**TASK TO COMPLETE**
Pick out every line of the records containing the string "metal" and copy each one. Matches must have the same uppercase and lowercase letters.

**DATA EXTRACT**

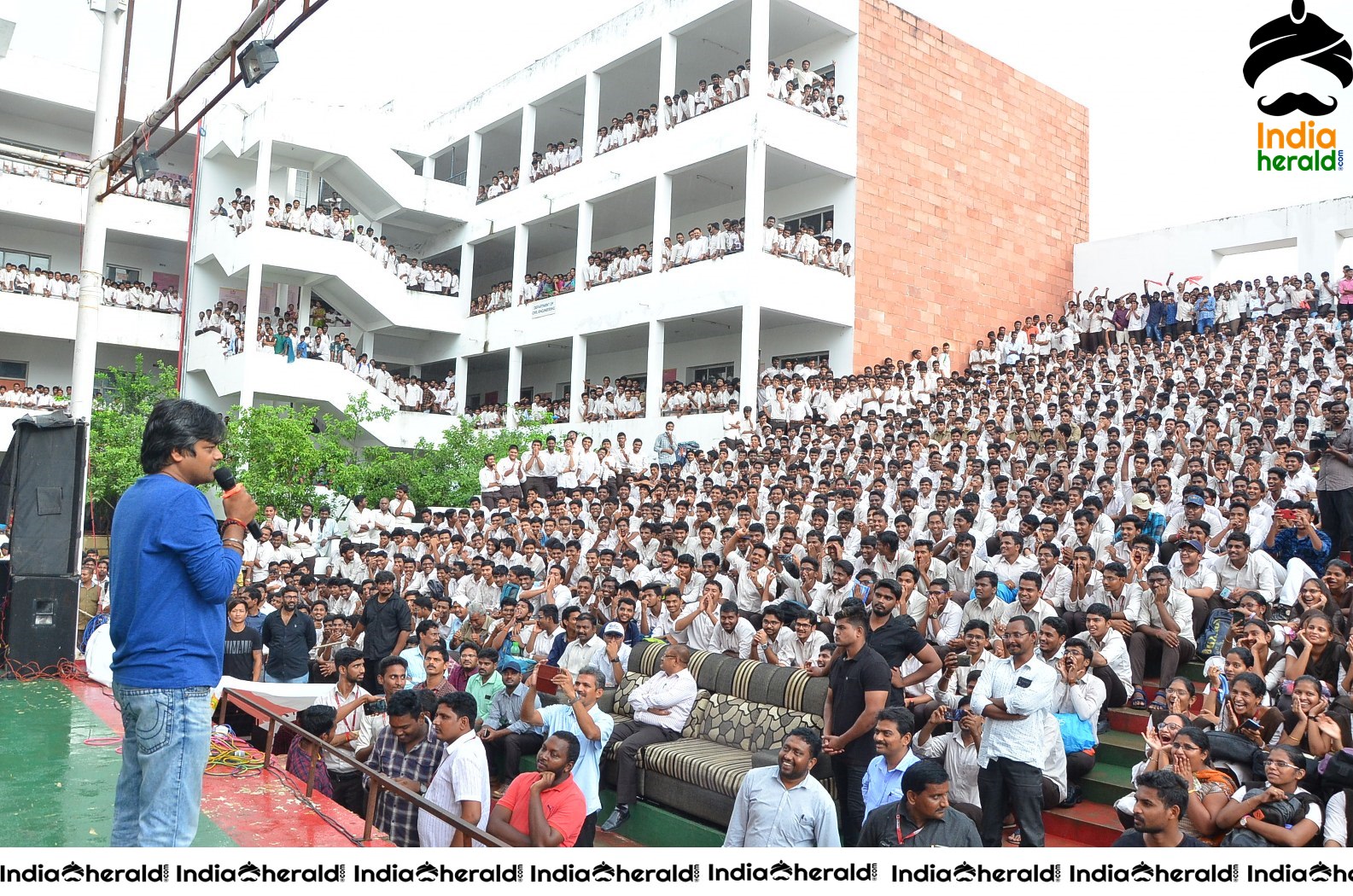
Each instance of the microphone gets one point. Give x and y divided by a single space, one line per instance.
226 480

==

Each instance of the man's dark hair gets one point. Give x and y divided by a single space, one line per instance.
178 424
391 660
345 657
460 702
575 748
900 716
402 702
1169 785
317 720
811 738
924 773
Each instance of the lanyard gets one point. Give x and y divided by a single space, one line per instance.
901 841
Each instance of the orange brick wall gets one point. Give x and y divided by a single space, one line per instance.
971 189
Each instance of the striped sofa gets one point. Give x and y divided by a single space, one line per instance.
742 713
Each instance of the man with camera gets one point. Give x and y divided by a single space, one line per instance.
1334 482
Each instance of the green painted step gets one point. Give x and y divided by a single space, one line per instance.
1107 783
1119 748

...

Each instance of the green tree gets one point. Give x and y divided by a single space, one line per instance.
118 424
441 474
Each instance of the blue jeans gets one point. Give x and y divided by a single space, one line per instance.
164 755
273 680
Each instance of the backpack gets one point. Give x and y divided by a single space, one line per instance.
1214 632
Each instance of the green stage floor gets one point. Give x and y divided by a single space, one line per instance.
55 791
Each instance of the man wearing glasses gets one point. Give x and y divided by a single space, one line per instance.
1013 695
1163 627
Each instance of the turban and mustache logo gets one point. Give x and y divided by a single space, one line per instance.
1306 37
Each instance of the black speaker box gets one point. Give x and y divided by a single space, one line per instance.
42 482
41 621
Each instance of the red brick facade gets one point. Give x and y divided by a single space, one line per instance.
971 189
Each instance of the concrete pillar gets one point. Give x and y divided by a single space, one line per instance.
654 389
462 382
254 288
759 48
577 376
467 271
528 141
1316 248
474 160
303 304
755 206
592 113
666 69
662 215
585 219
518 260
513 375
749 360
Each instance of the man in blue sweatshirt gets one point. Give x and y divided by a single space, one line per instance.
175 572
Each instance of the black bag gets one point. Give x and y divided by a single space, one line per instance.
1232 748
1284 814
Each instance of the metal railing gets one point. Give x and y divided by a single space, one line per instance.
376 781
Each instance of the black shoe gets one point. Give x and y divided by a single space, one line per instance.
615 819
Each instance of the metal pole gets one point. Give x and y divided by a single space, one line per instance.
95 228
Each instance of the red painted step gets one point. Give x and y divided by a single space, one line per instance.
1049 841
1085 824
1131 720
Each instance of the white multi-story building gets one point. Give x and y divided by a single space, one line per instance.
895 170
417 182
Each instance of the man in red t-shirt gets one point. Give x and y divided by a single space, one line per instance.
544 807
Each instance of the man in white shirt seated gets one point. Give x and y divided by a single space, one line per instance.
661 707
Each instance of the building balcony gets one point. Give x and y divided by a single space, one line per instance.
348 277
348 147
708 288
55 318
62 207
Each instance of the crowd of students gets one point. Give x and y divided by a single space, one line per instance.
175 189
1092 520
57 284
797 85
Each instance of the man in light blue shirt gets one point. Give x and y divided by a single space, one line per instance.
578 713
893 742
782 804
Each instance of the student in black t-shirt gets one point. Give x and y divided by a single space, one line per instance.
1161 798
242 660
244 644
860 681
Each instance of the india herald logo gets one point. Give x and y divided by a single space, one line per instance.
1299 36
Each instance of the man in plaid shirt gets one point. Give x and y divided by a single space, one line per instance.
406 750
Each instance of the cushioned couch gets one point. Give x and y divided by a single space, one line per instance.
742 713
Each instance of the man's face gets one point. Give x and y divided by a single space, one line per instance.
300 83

**SOLUTION TO THIS TASK**
Each instance of the metal railing gets one point. Give x and y divided by a single space, one line per instance.
Each instance of the metal pole gets one point. Give x and y divided by a single space, one line per instance.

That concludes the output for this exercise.